DÉTAILS DU PROBLÈME: Relevez chaque ligne du matériel ci-dessous qui contient le mot « player » et recopiez-la. Tenez compte des majuscules et des minuscules.

Données sources:
----------
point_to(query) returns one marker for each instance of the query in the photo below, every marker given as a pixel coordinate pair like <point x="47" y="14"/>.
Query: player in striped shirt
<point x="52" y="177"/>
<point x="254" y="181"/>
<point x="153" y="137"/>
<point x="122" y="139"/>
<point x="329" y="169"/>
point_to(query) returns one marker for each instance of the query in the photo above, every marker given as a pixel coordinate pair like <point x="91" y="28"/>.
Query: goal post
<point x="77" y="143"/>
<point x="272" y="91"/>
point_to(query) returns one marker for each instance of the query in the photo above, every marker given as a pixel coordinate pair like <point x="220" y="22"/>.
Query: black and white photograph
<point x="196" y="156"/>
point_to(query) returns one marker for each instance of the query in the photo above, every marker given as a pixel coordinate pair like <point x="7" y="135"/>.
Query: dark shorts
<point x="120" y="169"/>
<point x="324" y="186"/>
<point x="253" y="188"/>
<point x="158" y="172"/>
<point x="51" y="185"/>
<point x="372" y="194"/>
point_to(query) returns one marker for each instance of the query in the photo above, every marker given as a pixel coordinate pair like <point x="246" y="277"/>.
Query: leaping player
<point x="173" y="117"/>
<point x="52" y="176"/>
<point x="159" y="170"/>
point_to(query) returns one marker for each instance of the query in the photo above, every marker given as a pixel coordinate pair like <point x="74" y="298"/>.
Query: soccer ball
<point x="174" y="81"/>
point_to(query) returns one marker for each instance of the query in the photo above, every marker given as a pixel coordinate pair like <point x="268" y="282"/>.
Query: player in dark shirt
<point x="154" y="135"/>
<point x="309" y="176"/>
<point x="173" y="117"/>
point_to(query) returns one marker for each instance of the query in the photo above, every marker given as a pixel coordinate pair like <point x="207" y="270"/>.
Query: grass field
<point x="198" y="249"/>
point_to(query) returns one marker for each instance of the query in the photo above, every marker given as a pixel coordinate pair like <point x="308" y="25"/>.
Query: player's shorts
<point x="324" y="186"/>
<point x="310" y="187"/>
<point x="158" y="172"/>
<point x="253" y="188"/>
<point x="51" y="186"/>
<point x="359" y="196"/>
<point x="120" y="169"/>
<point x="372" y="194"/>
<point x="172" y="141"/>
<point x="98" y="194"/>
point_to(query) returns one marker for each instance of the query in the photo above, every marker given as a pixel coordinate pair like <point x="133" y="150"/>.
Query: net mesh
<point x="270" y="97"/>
----------
LE RÉSULTAT:
Query: player in striped shirt
Query: leaping player
Query: player in dark shirt
Query: player's shorts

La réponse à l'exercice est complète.